From the entries below, reproduce exactly the line containing "Labeling tool output request: for every visible green", the line containing "Labeling tool output request: for every visible blackened", and every line in between, with nothing added.

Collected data
#####

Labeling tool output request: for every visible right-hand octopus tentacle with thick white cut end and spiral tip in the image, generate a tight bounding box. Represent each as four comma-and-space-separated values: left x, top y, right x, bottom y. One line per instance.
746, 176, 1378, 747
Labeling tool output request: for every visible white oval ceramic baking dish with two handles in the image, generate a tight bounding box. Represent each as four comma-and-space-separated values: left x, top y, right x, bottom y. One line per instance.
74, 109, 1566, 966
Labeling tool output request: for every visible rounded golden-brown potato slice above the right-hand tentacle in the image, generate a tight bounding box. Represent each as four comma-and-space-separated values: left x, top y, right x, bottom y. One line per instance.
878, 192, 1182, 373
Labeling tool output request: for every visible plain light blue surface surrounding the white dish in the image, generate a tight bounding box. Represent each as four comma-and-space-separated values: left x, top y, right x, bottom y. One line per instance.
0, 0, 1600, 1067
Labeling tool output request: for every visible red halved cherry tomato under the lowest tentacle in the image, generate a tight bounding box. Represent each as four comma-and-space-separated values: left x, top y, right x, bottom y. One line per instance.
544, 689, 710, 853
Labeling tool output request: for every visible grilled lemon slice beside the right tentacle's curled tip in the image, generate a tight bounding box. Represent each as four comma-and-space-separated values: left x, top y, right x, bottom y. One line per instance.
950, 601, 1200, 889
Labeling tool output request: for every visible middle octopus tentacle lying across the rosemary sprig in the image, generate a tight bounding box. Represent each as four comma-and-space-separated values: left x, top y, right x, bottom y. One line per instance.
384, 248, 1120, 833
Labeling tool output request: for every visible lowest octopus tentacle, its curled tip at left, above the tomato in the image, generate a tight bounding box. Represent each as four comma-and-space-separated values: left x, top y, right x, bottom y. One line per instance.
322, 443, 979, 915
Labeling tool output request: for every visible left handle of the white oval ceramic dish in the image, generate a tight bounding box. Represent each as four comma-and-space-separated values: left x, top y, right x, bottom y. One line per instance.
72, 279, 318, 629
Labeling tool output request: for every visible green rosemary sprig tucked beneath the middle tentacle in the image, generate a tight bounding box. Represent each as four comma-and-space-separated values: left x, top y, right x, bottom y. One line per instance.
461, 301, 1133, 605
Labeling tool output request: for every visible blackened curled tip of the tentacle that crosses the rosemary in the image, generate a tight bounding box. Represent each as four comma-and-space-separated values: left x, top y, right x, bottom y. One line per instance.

#####

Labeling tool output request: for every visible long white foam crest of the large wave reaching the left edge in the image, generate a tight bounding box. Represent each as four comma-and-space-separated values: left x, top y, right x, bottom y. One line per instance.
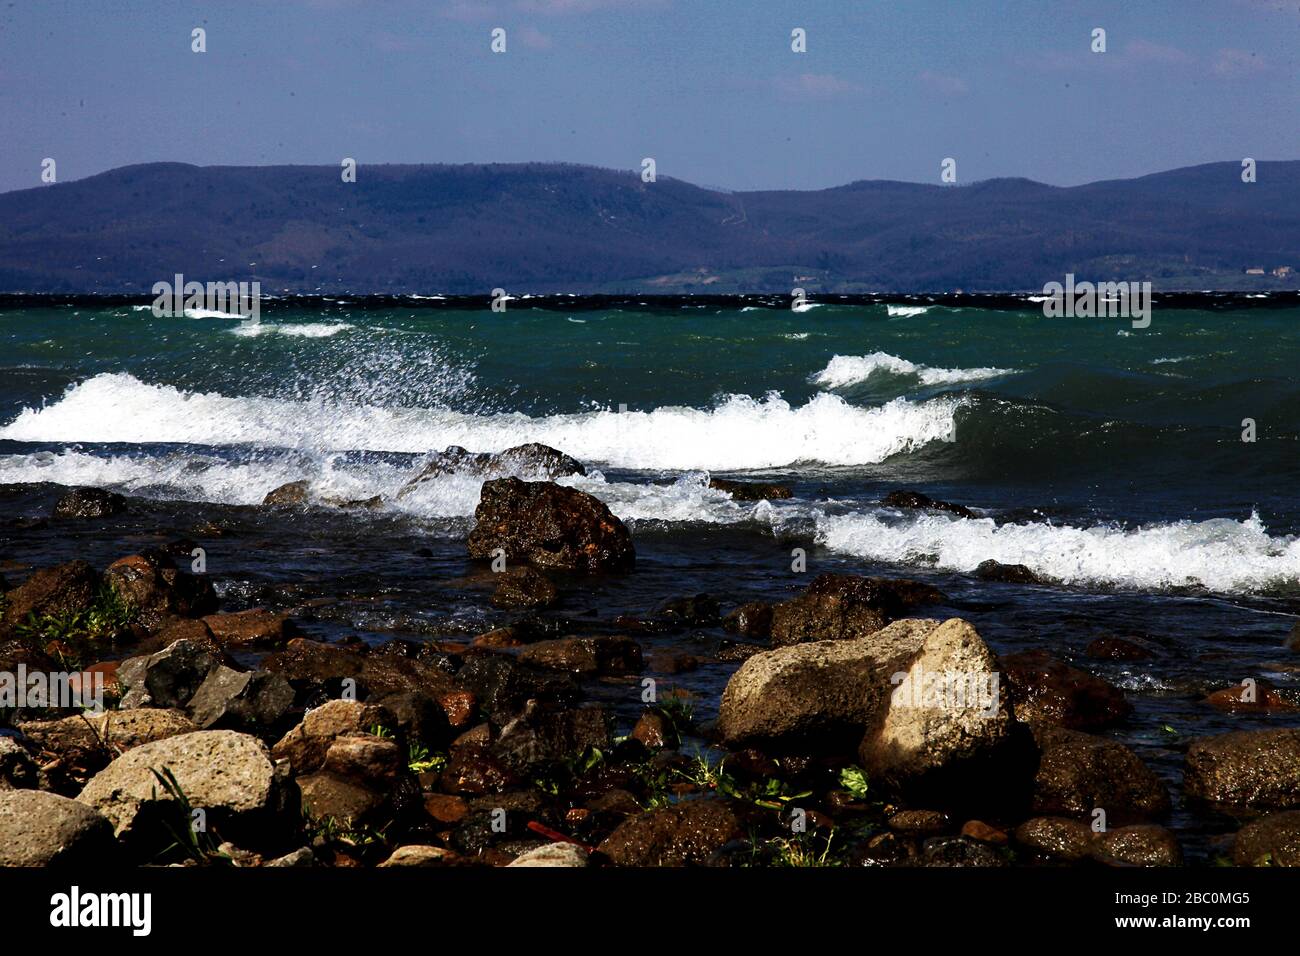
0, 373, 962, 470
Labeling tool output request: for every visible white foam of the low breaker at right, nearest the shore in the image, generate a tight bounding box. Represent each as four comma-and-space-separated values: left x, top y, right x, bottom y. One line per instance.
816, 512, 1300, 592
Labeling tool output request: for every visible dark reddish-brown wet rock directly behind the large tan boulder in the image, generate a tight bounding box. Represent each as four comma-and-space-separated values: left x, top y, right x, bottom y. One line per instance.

#####

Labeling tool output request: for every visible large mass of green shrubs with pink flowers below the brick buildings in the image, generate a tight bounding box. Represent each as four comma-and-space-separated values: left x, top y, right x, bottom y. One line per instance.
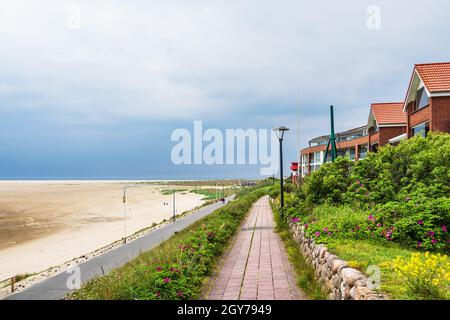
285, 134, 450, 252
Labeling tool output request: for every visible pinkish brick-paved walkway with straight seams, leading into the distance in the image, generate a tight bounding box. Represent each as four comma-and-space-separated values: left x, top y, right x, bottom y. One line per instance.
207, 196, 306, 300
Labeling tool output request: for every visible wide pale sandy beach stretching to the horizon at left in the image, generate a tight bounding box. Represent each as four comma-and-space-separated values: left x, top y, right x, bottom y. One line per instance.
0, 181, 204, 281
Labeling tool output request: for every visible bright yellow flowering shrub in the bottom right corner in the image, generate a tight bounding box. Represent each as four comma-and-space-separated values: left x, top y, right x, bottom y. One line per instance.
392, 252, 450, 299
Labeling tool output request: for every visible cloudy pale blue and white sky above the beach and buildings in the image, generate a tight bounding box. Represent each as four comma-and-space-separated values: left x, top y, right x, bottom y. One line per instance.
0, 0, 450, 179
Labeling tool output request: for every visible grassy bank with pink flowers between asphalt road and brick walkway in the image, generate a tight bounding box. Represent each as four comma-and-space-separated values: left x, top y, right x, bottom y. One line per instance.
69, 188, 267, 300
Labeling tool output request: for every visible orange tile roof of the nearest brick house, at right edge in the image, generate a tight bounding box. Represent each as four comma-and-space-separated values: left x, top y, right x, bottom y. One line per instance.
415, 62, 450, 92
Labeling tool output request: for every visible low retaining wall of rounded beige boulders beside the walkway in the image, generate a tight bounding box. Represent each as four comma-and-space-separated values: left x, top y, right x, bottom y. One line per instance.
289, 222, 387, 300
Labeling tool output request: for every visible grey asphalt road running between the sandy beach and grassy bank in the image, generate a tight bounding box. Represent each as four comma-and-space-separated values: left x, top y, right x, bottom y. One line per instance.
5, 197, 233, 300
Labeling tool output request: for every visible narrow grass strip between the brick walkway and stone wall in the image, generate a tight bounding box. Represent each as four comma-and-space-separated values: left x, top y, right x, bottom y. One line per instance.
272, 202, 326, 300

#####

→ ANSWER TO THE EXERCISE:
Labeling tool output request: for every visible green rosemary sprig tucked beneath the middle tentacle in the image, generate a tight bounding box. Represent each as four comma-and-space-separated values: left x, top y, right x, bottom y. One line per instance.
461, 301, 1133, 605
Labeling tool output request: for every visible blackened curled tip of the tentacle that crosses the rosemary in the image, generate a tight bounding box. Represent each as four comma-and-space-separated values: left x, top y, right x, bottom y. One line per instance.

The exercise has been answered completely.